◆ WHAT THIS TASK INVOLVES: For the entries that follow, restate word for word the line containing "As an example, the", the line containing "MULTIPOLYGON (((210 145, 203", and every line that lies between them.
------------------------------------------------------------------------
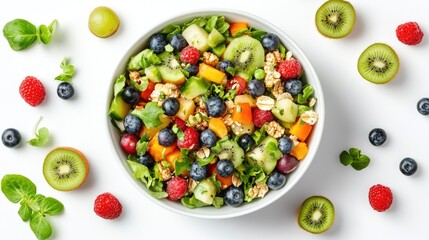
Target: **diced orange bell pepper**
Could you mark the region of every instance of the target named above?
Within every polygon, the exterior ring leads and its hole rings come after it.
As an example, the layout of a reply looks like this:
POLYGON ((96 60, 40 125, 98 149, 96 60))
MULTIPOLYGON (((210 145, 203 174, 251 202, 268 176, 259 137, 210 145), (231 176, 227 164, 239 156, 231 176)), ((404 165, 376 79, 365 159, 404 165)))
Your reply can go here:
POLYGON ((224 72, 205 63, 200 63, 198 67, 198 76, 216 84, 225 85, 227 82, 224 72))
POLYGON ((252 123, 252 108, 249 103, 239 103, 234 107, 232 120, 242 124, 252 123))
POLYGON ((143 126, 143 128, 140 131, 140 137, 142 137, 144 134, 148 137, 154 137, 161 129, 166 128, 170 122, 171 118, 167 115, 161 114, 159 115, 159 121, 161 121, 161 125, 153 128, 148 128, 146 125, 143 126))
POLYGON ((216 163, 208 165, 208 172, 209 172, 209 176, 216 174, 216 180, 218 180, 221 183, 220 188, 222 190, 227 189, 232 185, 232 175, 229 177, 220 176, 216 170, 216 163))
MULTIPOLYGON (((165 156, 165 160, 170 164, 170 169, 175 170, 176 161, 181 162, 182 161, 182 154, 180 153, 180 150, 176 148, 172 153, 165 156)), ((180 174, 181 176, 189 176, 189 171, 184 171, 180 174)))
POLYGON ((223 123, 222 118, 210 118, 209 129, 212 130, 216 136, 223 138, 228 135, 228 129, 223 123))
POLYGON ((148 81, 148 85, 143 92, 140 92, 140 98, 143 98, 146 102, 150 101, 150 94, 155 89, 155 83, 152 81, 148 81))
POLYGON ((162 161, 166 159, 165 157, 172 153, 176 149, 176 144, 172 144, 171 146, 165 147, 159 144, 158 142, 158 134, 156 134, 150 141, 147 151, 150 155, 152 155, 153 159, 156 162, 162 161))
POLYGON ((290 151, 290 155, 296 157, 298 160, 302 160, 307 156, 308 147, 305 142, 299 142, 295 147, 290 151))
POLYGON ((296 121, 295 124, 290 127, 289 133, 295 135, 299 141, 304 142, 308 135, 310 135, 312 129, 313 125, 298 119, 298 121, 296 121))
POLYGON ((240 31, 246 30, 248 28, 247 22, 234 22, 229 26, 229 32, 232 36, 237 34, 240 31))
------------------------------------------------------------------------
◆ RESPONSE:
As an example, the layout of a reply looks like this:
POLYGON ((96 60, 40 125, 98 149, 96 60))
MULTIPOLYGON (((210 145, 203 174, 251 202, 268 176, 259 137, 210 145), (231 176, 227 164, 239 156, 231 176)), ((404 165, 376 79, 365 159, 404 165)))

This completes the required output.